• **THE DATA**
□ □ □ □ □ □ □

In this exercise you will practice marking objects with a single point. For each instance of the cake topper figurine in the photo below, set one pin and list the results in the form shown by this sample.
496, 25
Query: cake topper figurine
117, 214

□ □ □ □ □ □ □

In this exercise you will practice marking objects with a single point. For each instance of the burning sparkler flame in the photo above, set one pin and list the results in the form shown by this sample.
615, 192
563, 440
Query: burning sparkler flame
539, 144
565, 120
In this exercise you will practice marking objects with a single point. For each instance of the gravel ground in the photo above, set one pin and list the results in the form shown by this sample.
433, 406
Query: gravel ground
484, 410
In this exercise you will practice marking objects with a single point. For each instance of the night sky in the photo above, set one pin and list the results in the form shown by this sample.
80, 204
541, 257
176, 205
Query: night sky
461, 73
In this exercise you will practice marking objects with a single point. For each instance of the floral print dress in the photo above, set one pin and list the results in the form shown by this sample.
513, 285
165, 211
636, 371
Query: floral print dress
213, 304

□ □ □ □ □ □ □

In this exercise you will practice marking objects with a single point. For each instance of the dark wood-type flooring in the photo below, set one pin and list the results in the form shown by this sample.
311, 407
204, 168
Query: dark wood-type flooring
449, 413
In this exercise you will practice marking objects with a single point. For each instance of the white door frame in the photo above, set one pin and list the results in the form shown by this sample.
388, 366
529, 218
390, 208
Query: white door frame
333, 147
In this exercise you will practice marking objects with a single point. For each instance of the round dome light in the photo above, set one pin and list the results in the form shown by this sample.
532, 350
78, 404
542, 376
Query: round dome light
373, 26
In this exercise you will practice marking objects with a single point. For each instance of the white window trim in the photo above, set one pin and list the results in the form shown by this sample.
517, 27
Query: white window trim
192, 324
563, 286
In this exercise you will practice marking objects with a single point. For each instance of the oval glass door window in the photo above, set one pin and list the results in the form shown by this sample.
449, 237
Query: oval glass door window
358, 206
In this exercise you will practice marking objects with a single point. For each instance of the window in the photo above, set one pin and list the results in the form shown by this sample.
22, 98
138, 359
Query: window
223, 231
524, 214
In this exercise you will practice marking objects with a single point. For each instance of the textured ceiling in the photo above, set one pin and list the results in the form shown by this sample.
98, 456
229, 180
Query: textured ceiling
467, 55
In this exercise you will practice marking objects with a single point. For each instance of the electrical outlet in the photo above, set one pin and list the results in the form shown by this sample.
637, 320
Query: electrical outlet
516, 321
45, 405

□ □ □ □ □ □ □

Retype the lines running from the line that contains "of the floral" up to and including the line that contains "Query: floral print dress". Copy those lines only, with nothing changed.

In this exercise you will practice marking objects with a single point. For each instance of the floral print dress in the photo above, set one pin and list the results in the form shown by this sample.
513, 285
165, 211
636, 371
Query: floral print dress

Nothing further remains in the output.